**DOCUMENT EXCERPT**
I watched it again so it was fresh. But once I heard it, it was like seeing an old friend. And Elizabeth Machado, she still exists. She's a grandmother now. I haven't seen her but I think some magazine did a story on her, she's a grandmother. They are all on YouTube. One's in Japanese, that wasn't me. Someone must have knocked it off in Japanese.

I used to see those during wresting and American Gladiators all the time. AZ: We're actually coming out with a new commercial. It's a surprise. I think it may be his best commerical. A guy who helped us work on it, Ben Coonley, teaches at Princeton, he's brilliant. They used Jonathan at the New York Underground Film Festival to open it. They called him and said, "Hey, we're going to use you." Dr. Z: Ben Coonley is like the maven of the world of computerized things. He did that festival commercial mainly with the poster. And we thought, "Wow." AZ: We were thinking, "Wow, this is so brililant." And it's cost-effective. We're not spending like a ton. So we called Ben, he came in, we worked again primarily off the poster. You'll see the commercial is a lot of just still shots. Have you ever seen Clutch Cargo? The cartoonish talking of the lips.

**EXERCISE DETAILS**
Print the interview excerpt about the commercials exactly, in full.

**DATASET ENTRIES**

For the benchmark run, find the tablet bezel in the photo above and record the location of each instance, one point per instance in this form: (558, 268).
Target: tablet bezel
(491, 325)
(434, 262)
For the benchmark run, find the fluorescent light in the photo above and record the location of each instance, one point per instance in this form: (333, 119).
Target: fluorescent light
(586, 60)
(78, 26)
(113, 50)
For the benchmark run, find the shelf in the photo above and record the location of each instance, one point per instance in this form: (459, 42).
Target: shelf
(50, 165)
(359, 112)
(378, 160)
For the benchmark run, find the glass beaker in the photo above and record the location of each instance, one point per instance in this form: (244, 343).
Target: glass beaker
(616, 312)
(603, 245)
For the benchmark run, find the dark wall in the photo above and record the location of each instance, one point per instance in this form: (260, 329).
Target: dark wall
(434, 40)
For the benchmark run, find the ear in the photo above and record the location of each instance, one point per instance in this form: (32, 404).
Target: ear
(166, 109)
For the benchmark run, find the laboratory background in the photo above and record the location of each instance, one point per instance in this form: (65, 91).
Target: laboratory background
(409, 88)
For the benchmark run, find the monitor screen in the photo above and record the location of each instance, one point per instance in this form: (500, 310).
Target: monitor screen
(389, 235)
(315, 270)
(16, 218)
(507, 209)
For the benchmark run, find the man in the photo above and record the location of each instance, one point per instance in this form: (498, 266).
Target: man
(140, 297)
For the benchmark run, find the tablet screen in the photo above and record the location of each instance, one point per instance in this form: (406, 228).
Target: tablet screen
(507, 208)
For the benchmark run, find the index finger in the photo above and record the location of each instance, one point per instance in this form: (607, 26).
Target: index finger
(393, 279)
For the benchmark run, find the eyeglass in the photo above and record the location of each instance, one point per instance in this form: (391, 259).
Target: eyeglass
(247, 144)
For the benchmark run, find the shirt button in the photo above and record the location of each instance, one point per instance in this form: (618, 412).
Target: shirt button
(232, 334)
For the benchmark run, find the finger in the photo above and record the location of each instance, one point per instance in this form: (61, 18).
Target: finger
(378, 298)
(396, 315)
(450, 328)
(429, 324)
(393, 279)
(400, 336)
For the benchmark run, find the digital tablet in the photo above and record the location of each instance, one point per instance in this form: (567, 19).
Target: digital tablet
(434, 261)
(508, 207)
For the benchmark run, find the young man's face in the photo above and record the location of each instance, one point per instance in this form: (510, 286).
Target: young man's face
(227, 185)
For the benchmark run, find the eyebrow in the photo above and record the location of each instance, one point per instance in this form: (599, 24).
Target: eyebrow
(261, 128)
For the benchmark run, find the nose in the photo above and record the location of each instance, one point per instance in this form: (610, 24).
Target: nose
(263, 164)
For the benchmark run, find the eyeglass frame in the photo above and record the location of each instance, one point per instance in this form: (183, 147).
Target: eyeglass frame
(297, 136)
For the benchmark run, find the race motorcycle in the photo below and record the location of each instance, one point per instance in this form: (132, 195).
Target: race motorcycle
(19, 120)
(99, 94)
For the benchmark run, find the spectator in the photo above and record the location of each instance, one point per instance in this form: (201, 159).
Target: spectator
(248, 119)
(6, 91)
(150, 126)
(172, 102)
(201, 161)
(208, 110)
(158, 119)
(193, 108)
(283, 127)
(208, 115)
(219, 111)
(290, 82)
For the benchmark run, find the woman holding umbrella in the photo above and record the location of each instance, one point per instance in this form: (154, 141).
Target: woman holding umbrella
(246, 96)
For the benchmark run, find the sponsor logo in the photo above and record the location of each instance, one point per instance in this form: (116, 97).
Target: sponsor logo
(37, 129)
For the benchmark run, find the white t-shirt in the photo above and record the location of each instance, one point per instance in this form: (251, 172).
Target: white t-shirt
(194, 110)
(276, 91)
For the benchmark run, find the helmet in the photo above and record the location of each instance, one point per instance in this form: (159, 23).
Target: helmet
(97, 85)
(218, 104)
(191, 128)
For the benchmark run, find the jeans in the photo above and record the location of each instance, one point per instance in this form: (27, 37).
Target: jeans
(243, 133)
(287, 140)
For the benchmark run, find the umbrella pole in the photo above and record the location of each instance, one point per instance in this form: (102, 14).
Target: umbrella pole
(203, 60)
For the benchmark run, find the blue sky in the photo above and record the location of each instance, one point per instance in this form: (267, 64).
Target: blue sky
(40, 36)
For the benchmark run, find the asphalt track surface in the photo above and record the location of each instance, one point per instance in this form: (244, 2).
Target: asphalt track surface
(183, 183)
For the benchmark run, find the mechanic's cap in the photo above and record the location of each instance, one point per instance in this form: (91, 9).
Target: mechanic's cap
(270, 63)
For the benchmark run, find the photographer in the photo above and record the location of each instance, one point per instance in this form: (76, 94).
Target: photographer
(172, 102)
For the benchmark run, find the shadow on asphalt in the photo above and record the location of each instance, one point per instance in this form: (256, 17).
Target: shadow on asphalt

**OUTPUT OF THE TASK**
I watched it again so it was fresh. But once I heard it, it was like seeing an old friend. And Elizabeth Machado, she still exists. She's a grandmother now. I haven't seen her but I think some magazine did a story on her, she's a grandmother. They are all on YouTube. One's in Japanese, that wasn't me. Someone must have knocked it off in Japanese.

I used to see those during wresting and American Gladiators all the time. AZ: We're actually coming out with a new commercial. It's a surprise. I think it may be his best commerical. A guy who helped us work on it, Ben Coonley, teaches at Princeton, he's brilliant. They used Jonathan at the New York Underground Film Festival to open it. They called him and said, "Hey, we're going to use you." Dr. Z: Ben Coonley is like the maven of the world of computerized things. He did that festival commercial mainly with the poster. And we thought, "Wow." AZ: We were thinking, "Wow, this is so brililant." And it's cost-effective. We're not spending like a ton. So we called Ben, he came in, we worked again primarily off the poster. You'll see the commercial is a lot of just still shots. Have you ever seen Clutch Cargo? The cartoonish talking of the lips.